Instructions for the task: Copy out the lines below with every "Expected format" swapped for "Output format", and keep everything else the same.

━━━ Provided records

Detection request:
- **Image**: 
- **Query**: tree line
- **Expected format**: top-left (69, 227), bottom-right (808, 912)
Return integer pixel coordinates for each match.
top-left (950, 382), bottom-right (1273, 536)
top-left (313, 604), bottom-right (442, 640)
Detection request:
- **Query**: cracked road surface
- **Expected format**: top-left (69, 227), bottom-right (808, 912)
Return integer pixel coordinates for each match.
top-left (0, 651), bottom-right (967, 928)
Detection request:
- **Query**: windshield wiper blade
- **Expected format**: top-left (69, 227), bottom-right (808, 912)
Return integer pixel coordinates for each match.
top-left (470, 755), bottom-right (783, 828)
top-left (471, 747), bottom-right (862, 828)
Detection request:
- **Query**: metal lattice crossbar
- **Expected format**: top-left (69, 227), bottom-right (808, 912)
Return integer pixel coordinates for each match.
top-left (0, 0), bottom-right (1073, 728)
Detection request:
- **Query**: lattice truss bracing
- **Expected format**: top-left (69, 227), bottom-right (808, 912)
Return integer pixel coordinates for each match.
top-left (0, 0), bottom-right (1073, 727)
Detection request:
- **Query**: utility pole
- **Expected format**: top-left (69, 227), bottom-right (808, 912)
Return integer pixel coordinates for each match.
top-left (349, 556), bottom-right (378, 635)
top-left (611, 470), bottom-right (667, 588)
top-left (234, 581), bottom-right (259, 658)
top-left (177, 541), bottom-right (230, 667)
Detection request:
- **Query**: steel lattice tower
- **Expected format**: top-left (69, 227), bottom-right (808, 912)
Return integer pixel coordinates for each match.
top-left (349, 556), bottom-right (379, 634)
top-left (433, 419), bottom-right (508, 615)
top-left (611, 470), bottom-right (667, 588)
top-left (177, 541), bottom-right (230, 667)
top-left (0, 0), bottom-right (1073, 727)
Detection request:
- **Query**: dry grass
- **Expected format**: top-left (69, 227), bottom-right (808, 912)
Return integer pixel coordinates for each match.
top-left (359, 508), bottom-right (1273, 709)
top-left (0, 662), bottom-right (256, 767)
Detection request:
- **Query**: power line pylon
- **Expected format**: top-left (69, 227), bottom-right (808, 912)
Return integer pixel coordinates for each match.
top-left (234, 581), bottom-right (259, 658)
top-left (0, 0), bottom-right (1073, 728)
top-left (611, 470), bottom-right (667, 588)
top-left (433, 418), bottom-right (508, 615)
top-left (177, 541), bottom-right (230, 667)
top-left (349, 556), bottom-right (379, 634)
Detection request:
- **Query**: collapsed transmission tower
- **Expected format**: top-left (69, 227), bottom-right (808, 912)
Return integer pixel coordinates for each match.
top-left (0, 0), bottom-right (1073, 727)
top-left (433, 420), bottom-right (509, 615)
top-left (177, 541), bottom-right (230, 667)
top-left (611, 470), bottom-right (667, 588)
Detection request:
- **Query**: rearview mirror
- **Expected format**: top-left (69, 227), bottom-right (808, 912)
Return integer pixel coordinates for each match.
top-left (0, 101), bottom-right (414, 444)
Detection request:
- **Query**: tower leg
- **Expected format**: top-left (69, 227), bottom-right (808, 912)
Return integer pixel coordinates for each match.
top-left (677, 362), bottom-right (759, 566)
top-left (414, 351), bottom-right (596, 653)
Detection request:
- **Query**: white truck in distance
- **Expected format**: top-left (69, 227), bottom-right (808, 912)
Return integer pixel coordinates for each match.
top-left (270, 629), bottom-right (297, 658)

━━━━━━

Finished exercise:
Detection request:
- **Image**: 
- **Query**: tree line
- **Output format**: top-left (69, 227), bottom-right (808, 912)
Return integer pixel coordinates for each match.
top-left (950, 382), bottom-right (1273, 536)
top-left (313, 604), bottom-right (442, 640)
Detection request:
- **Query**: cracked road surface
- **Output format**: top-left (69, 227), bottom-right (808, 912)
Return integer pixel coordinates for each match.
top-left (0, 651), bottom-right (967, 928)
Detection request:
- **Query**: windshield wiper blade
- **Output format**: top-left (69, 227), bottom-right (808, 912)
Return integer pixel coordinates for each match.
top-left (470, 755), bottom-right (783, 828)
top-left (471, 747), bottom-right (862, 828)
Detection request:
- **Query**: metal lattice crossbar
- **Output format**: top-left (69, 227), bottom-right (808, 912)
Return integer pixel coordinates for each match.
top-left (0, 0), bottom-right (1073, 728)
Detection request:
- **Query**: lattice truss bracing
- **Output format**: top-left (69, 227), bottom-right (808, 912)
Return integer pixel coordinates for each match.
top-left (0, 0), bottom-right (1073, 727)
Detection request:
- **Query**: utility pole
- **Output format**: top-left (69, 227), bottom-right (808, 912)
Return integer pixel coordinates for each match.
top-left (349, 556), bottom-right (378, 635)
top-left (611, 470), bottom-right (667, 588)
top-left (234, 581), bottom-right (259, 658)
top-left (177, 541), bottom-right (230, 667)
Detection request:
- **Query**: steel lattice tower
- **Output format**: top-left (69, 227), bottom-right (808, 912)
Return integer pixel coordinates for each match.
top-left (349, 556), bottom-right (379, 634)
top-left (433, 419), bottom-right (508, 615)
top-left (611, 470), bottom-right (667, 588)
top-left (177, 541), bottom-right (230, 667)
top-left (0, 0), bottom-right (1073, 727)
Detection request:
- **Query**: dry grass
- **Output format**: top-left (69, 227), bottom-right (808, 912)
Return integer pixel coordinates for each match.
top-left (359, 508), bottom-right (1273, 709)
top-left (0, 662), bottom-right (256, 767)
Detection request:
- **Query**: power line pylon
- **Output format**: top-left (69, 227), bottom-right (808, 912)
Return integer pixel coordinates for each match.
top-left (234, 581), bottom-right (259, 658)
top-left (0, 0), bottom-right (1073, 728)
top-left (611, 470), bottom-right (667, 588)
top-left (433, 418), bottom-right (508, 615)
top-left (177, 541), bottom-right (230, 667)
top-left (349, 556), bottom-right (379, 634)
Detection request:
- **Query**: collapsed transmission tower
- **Output format**: top-left (69, 227), bottom-right (808, 912)
Return integer pixel coordinates for each match.
top-left (0, 0), bottom-right (1073, 727)
top-left (433, 420), bottom-right (509, 615)
top-left (177, 541), bottom-right (230, 667)
top-left (611, 470), bottom-right (667, 588)
Detection request:
- **Query**: rearview mirror
- **Output format**: top-left (69, 227), bottom-right (808, 912)
Return integer pixel coordinates for each match.
top-left (0, 101), bottom-right (414, 444)
Detection request:
- **Query**: tower leg
- **Output format**: top-left (69, 227), bottom-right (808, 912)
Return integer pixel coordinates for each match.
top-left (677, 362), bottom-right (759, 566)
top-left (414, 351), bottom-right (596, 653)
Detection request:
- **Query**: white truck in distance
- **Output format**: top-left (69, 227), bottom-right (808, 912)
Return integer pixel coordinates for each match.
top-left (270, 629), bottom-right (297, 658)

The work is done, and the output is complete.